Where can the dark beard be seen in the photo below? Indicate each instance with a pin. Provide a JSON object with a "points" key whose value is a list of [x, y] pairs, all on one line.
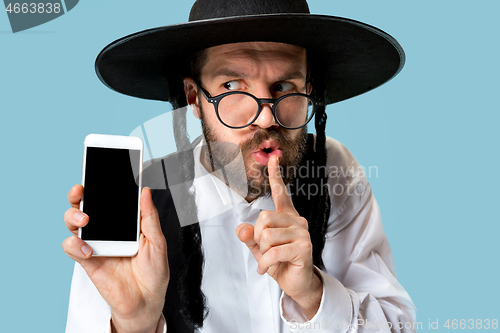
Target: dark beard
{"points": [[221, 154]]}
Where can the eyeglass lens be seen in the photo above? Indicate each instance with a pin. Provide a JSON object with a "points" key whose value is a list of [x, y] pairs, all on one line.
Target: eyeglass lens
{"points": [[238, 110]]}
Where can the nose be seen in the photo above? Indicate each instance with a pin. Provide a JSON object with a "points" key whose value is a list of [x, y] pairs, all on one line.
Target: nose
{"points": [[265, 118]]}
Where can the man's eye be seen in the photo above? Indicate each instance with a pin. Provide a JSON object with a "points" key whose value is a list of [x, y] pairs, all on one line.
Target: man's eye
{"points": [[233, 85], [283, 86]]}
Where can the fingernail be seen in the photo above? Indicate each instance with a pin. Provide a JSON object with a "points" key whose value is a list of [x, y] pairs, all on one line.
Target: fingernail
{"points": [[79, 216], [242, 231], [86, 249]]}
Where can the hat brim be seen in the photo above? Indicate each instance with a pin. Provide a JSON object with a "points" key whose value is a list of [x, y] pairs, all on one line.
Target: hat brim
{"points": [[352, 57]]}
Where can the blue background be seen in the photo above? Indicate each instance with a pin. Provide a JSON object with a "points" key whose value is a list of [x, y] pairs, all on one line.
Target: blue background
{"points": [[431, 132]]}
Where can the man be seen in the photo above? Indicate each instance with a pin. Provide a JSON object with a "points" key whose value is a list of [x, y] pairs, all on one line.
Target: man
{"points": [[275, 261]]}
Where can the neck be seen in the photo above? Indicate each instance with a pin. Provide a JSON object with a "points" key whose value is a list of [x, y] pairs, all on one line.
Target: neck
{"points": [[208, 164]]}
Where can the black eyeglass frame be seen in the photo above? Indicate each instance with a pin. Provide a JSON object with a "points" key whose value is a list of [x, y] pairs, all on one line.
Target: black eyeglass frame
{"points": [[215, 100]]}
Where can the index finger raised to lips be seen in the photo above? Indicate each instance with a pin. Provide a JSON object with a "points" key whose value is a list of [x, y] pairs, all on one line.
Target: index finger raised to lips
{"points": [[281, 199]]}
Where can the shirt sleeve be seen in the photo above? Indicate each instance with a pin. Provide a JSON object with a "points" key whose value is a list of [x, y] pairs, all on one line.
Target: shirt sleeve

-----

INSTRUCTIONS FOR THE TASK:
Rewrite all of the lines above as a numbered list, skipping any blank lines and leaving out the pictures.

EXERCISE SOLUTION:
1. Where can the dark beard be seen in the photo below? Indicate each instance with a pin. Provide a JSON object with a "points" key whose value is a list of [x, y] pairs, all on one line.
2. Target: dark beard
3. {"points": [[221, 154]]}
4. Where can the eyeglass lens be seen in the photo above? Indicate each instance with a pin. Provide a JSON object with a "points" key whose value is a list of [x, y] pairs, all on one line.
5. Target: eyeglass lens
6. {"points": [[238, 110]]}
7. Where can the nose be seen in the photo above? Indicate each instance with a pin. Provide a JSON object with a "points" key whose value is a list of [x, y] pairs, all on one line.
8. Target: nose
9. {"points": [[265, 118]]}
10. Where can the man's eye be seen in the photo above? Indicate each instance with a pin. Provide a JSON object with a "points" key whose value is a list of [x, y] pairs, all on one line.
11. Target: man's eye
12. {"points": [[233, 85], [283, 86]]}
13. Where can the fingernail be seen in the photo above? Indicate each instance with a pin. Provide a JSON object with a "points" key whose value is a list of [x, y] pairs, all on one line.
14. Target: fingernail
15. {"points": [[79, 216], [242, 231], [86, 249]]}
16. Where can the hat brim be seen in the photo above? Indicate each instance with a pin. Provide a JSON object with a "points" key whose value is a list of [x, y] pairs, all on one line.
17. Target: hat brim
18. {"points": [[352, 57]]}
19. Where can the blue background be seen in the photo above? Indicate each instance with a pin. Provide a JSON object with a "points" key whose value is a list of [x, y] pairs, all on one line.
20. Target: blue background
21. {"points": [[431, 132]]}
22. Where can the man be seen in the photo above? Indicate each instance with a pin. Provide a JSON object with a "points" key whose value is a list of [x, y] pairs, all on one line.
23. Target: man
24. {"points": [[275, 261]]}
25. Where can the neck be seen in the photo above? Indicate each instance with a pin. Provide a JSON object with a "points" key whose value is a list of [x, y] pairs, all on one line.
26. Target: neck
27. {"points": [[208, 164]]}
28. Where can the black eyeglass frame be seen in the photo above? Indicate each instance with a pin. Provide a JSON object with a "points" key whose value is a list of [x, y] pairs, all on one line.
29. Target: black eyeglass frame
30. {"points": [[215, 100]]}
31. Where can the index finger raised to lips be seen in the photo above? Indicate each instance with a pin. Provide a JSON object with a "points" key whose value is a list of [x, y] pairs, all on one line.
32. Target: index finger raised to lips
33. {"points": [[281, 199]]}
34. Where can the shirt sleeve be seen in the photo above? Indicate each instance with a pin. Provide a JSON object with a "points" key whose value is a list of [x, y] pairs, all on one line.
35. Target: shirt sleeve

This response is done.